### [Supplied passage]

[Start of section]

Thanksgiving day started early here... at 0005 all hands were mustered to take on food stores while we were at anchor... Seriously, at midnight? Naturally, it started to pour out, too, so the cardboard boxes didn't fare too well. I foresee a run on flour and rice, too, in the near future. Not much we could do there. Anyhow, it went pretty well. No turducken sightings, either, which brings me to my next point:
I received my first ever piece of hate mail!
Of all the offensive things I've said here in the past few years, it was the turducken-inspired comments that made me famous. I'm a victim of my own poor writing skills again, though, because things got taken a little out of context after I went overboard goofing on southern cooking. Look, what is northern cooking? With the exception of all things Italian-American, there is no northern cooking. Has anyone ever heard of an Irish Iron Chef? No. And lord knows, the WASP's can't cook. Have you ever tried Yorkshire Pudding? If someone approached me and said that northern cooking was awful, my response would be "Uh huh. I know."

[End of section]

### [Given records]
[Start of section]

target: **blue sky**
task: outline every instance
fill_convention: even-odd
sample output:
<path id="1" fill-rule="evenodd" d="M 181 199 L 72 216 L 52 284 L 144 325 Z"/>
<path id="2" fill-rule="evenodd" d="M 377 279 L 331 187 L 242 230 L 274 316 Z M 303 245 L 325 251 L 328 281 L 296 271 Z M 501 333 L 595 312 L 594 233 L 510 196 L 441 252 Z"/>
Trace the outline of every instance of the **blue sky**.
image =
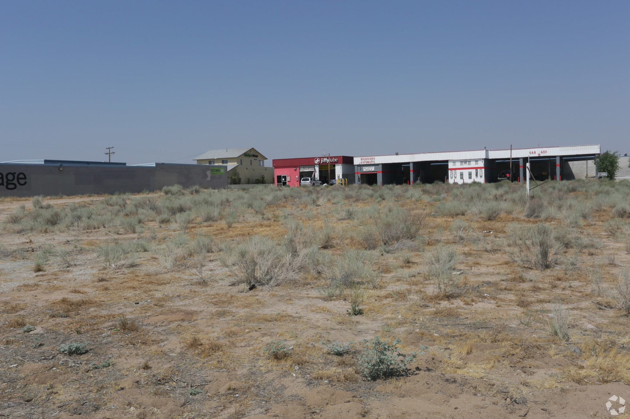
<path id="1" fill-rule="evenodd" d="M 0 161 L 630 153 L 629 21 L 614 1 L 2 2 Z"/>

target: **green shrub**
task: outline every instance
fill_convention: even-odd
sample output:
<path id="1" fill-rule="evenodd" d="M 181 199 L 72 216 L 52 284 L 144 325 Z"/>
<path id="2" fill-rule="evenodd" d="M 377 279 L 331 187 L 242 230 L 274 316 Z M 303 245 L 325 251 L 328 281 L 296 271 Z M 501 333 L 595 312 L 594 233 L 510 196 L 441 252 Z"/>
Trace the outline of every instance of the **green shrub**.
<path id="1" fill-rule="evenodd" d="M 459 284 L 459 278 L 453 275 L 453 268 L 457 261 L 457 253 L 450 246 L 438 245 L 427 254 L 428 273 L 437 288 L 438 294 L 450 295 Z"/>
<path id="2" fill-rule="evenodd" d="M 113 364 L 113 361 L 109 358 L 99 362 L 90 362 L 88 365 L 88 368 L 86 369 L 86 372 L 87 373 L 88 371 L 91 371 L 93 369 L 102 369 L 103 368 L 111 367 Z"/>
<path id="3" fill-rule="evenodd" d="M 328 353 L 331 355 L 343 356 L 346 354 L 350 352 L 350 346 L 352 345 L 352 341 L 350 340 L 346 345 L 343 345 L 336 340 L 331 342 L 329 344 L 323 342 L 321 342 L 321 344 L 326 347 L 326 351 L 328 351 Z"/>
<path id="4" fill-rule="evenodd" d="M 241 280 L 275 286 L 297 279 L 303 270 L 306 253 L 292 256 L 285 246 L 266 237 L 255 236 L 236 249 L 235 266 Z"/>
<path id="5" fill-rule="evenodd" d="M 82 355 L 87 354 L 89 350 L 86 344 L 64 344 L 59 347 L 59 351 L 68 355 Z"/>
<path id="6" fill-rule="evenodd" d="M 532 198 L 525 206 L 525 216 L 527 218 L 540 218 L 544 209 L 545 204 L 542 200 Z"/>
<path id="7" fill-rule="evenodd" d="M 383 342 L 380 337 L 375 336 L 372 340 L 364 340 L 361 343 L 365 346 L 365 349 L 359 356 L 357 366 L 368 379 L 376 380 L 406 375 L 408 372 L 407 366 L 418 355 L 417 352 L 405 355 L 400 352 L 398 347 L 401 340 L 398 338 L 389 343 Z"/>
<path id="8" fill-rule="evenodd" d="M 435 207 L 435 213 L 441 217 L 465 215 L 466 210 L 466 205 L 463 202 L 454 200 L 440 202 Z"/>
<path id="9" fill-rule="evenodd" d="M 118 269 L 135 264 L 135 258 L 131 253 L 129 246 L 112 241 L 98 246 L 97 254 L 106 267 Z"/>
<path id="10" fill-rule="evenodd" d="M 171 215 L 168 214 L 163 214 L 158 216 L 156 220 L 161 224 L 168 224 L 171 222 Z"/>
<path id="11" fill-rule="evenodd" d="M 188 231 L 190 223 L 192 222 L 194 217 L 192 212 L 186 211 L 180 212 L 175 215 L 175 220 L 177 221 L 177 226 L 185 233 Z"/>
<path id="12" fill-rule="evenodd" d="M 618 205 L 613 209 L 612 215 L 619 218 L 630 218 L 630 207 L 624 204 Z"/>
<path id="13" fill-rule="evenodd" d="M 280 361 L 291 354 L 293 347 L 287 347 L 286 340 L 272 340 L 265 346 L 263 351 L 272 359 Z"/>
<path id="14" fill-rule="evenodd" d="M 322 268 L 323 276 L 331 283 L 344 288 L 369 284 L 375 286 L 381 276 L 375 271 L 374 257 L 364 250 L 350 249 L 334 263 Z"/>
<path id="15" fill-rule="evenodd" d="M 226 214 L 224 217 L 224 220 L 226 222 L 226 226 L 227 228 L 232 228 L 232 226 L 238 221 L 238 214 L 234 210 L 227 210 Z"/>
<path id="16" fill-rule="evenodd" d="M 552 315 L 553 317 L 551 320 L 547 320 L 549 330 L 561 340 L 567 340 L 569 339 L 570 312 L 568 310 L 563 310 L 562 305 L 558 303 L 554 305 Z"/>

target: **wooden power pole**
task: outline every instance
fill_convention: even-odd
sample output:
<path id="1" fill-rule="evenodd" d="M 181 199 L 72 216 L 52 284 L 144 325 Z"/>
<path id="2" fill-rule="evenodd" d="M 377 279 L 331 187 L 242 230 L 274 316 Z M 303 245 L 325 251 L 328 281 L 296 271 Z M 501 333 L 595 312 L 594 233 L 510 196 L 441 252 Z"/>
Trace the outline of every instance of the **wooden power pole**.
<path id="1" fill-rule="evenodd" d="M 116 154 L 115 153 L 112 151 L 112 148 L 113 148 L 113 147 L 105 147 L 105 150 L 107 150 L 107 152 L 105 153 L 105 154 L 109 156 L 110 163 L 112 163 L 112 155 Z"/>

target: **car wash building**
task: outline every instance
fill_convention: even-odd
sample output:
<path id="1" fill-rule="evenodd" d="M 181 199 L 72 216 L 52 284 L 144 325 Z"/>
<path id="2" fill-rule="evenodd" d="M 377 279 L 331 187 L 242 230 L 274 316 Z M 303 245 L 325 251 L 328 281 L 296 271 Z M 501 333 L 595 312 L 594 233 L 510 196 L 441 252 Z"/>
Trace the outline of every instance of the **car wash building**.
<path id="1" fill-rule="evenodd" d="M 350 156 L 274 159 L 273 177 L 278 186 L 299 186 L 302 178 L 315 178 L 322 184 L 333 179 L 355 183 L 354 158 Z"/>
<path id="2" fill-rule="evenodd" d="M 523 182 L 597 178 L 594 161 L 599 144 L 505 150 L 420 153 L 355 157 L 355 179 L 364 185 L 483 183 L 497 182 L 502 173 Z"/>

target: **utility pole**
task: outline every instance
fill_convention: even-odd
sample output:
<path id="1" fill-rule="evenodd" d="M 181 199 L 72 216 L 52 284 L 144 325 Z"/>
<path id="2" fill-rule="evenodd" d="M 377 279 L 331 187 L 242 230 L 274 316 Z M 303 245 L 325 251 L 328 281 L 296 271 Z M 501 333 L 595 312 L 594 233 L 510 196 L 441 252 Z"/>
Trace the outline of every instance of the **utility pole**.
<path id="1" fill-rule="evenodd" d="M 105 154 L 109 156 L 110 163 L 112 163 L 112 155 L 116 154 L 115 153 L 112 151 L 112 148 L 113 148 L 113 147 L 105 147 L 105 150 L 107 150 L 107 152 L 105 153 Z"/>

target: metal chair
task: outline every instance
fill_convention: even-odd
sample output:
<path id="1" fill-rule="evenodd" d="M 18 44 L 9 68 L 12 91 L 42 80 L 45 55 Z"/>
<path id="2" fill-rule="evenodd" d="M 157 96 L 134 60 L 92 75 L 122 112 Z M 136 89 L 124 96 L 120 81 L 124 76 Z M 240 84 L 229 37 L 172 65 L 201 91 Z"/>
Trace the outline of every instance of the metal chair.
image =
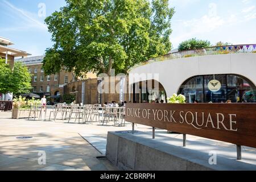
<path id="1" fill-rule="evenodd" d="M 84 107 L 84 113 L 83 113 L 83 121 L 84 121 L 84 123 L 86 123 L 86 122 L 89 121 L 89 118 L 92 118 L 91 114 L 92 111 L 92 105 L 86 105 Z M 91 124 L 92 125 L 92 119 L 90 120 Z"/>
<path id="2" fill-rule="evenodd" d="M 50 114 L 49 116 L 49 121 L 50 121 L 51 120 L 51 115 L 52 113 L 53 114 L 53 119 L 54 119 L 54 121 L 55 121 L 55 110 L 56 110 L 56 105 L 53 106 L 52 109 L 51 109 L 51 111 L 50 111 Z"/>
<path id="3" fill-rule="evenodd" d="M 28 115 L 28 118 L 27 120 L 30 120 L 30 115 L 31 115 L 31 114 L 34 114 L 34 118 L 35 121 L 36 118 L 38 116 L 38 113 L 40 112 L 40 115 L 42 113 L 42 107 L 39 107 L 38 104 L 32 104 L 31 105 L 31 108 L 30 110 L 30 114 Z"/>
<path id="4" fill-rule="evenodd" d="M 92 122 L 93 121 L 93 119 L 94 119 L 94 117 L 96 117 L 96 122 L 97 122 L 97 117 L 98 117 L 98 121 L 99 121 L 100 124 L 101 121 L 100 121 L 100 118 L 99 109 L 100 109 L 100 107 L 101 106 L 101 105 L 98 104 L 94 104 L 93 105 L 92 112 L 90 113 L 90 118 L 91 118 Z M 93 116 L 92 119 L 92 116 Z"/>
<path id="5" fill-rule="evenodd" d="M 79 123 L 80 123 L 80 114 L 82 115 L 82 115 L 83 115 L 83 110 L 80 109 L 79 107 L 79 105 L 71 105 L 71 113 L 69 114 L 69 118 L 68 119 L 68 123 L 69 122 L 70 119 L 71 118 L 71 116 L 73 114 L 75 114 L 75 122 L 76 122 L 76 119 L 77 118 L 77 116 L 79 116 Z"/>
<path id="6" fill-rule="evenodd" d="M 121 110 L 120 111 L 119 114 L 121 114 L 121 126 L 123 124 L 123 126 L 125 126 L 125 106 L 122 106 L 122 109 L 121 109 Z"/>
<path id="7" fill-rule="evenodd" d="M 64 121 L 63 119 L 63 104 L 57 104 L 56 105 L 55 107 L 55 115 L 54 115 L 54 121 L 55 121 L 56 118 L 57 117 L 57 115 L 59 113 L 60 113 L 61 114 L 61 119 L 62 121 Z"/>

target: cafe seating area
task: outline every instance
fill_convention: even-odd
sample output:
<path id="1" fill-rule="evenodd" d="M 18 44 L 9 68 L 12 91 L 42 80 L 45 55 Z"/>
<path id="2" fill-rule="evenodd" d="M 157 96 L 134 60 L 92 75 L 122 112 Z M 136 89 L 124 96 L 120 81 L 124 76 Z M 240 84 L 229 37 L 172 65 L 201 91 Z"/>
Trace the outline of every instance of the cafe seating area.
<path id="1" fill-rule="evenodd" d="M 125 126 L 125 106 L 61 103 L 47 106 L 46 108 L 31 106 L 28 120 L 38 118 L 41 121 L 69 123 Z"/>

[End of section]
[Start of section]

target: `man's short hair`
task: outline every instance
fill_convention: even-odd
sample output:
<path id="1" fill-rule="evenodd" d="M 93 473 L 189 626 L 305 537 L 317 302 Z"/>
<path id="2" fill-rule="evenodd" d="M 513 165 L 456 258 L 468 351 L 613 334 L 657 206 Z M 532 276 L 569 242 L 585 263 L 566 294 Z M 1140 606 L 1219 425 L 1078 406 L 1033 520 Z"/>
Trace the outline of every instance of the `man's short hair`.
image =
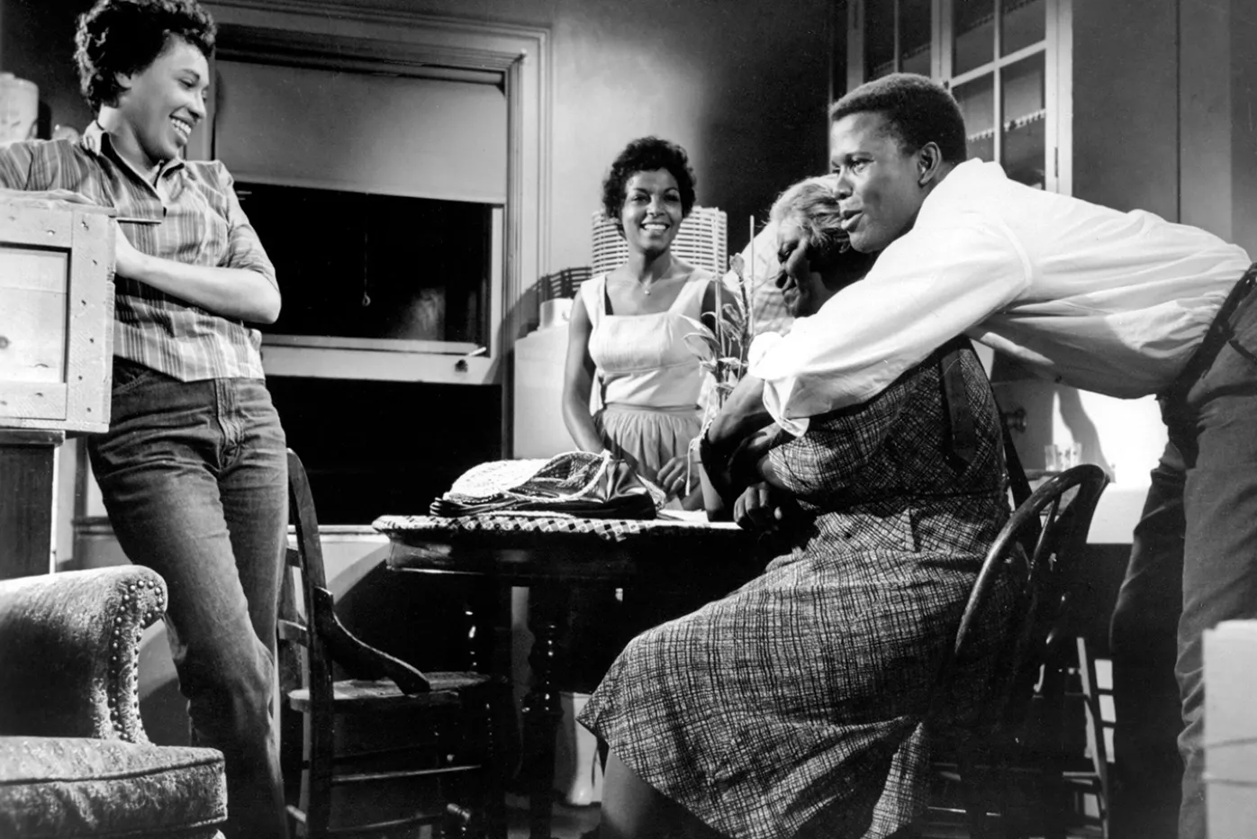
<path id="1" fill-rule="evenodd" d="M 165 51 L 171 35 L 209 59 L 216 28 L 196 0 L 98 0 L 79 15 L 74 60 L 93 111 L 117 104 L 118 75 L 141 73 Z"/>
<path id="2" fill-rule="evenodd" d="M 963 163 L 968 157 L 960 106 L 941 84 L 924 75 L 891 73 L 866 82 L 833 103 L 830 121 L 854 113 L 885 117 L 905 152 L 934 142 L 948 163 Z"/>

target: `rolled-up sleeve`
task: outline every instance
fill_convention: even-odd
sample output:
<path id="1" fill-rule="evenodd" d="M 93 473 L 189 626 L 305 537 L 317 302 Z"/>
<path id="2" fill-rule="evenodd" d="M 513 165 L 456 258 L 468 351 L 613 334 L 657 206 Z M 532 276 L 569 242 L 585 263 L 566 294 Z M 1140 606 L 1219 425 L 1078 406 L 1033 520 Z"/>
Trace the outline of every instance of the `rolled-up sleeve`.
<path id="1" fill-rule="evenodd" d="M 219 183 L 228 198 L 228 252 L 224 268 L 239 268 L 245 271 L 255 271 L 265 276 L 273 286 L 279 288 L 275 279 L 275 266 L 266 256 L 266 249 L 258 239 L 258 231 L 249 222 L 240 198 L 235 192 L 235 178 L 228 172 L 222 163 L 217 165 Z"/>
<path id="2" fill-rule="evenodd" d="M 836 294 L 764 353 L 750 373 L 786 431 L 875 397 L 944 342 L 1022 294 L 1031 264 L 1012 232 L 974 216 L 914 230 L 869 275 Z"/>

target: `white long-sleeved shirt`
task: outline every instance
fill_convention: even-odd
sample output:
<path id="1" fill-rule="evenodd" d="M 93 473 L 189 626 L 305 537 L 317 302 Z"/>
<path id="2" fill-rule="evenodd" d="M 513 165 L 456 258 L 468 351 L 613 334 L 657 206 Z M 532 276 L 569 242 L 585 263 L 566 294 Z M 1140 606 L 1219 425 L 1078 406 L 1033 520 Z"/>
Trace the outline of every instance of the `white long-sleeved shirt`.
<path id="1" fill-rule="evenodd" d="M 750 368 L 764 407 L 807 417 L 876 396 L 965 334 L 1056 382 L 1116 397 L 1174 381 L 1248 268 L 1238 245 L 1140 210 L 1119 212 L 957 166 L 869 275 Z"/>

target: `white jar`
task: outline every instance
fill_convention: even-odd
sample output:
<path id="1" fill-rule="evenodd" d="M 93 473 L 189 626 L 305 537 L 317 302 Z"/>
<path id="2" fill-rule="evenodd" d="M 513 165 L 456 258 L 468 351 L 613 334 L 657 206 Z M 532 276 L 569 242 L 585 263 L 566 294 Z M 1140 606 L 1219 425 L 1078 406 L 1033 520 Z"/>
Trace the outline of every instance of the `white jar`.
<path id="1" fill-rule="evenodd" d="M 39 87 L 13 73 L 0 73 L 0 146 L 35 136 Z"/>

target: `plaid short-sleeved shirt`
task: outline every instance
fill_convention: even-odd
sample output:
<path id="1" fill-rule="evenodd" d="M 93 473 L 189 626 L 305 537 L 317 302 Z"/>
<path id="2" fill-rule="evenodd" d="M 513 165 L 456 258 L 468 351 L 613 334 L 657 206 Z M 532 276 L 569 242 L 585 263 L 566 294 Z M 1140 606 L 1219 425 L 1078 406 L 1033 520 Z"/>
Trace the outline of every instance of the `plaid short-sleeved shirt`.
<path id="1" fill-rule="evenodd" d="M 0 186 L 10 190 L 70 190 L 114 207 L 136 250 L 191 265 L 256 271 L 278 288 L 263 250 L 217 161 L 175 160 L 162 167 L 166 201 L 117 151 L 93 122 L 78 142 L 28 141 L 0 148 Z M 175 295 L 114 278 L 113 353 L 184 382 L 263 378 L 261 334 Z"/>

[End of section]
[Start of section]

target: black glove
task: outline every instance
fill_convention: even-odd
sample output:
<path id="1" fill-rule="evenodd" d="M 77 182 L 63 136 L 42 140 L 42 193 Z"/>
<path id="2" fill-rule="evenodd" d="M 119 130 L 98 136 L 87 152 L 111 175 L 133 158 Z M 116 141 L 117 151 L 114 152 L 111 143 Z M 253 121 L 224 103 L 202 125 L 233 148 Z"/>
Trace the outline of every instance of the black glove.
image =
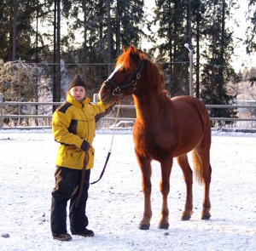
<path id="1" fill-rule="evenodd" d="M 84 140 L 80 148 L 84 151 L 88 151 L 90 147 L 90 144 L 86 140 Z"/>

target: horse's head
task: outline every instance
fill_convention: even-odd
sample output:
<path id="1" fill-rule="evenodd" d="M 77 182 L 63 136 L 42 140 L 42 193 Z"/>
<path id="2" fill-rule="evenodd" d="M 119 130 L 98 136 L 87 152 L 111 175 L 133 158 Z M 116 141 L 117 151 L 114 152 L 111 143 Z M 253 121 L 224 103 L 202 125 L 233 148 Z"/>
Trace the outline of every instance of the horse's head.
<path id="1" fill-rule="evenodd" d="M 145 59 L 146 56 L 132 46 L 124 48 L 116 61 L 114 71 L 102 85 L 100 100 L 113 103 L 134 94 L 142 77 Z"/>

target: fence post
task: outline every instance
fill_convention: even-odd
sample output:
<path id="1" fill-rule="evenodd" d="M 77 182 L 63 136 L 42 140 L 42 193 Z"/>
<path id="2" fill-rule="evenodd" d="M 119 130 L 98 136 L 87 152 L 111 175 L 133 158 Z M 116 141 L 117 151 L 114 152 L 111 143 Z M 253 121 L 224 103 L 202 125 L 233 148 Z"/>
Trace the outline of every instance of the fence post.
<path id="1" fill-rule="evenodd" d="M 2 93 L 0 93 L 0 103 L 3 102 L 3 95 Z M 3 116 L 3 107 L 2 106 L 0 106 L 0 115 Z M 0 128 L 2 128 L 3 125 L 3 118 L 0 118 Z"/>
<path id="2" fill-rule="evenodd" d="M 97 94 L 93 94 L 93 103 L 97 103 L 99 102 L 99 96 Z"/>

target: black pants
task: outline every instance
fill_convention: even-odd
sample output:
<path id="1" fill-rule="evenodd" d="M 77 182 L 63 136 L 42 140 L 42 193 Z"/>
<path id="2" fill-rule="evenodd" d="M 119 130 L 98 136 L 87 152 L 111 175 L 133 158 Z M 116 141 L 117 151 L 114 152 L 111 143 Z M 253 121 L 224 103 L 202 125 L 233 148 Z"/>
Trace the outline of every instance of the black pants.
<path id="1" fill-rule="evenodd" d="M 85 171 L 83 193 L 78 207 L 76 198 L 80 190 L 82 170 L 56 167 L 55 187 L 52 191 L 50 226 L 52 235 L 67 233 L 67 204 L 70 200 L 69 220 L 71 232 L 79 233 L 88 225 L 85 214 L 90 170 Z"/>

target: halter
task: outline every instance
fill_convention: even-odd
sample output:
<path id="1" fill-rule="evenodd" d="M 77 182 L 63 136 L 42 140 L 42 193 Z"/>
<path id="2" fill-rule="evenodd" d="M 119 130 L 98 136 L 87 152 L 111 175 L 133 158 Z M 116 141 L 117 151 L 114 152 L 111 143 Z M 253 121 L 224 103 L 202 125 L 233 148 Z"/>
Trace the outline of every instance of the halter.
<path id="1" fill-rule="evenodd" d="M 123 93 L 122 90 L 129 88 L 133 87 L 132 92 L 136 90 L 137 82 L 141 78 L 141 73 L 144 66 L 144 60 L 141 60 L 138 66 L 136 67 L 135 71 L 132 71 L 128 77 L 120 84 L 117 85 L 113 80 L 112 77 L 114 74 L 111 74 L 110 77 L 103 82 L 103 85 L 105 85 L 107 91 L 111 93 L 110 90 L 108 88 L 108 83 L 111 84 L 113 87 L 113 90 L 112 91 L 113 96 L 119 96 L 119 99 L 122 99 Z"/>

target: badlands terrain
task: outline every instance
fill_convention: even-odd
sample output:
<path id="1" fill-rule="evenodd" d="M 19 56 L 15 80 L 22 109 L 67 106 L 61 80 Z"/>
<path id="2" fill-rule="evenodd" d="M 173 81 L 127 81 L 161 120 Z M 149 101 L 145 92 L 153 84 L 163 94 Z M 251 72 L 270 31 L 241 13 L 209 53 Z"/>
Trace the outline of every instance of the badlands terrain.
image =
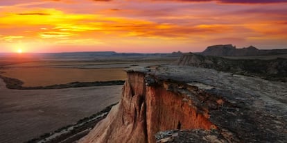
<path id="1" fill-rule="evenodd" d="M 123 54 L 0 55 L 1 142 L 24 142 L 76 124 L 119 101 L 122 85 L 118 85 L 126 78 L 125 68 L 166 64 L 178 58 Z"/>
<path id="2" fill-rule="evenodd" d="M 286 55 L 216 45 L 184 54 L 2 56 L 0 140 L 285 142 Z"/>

[End of section]

### [Requirement 1]
Please restate word for word the part of the Thanksgiving post from "Thanksgiving day started" up to and including "of hate mail!".
### [Requirement 2]
According to the Thanksgiving post, why did the cardboard boxes fare poorly during the midnight loading of food stores?

### [Task output 1]
Thanksgiving day started early here... at 0005 all hands were mustered to take on food stores while we were at anchor... Seriously, at midnight? Naturally, it started to pour out, too, so the cardboard boxes didn't fare too well. I foresee a run on flour and rice, too, in the near future. Not much we could do there. Anyhow, it went pretty well. No turducken sightings, either, which brings me to my next point:
I received my first ever piece of hate mail!

### [Task output 2]
It started to pour while all hands were taking on the food stores at anchor, so the cardboard boxes didn't hold up well in the rain.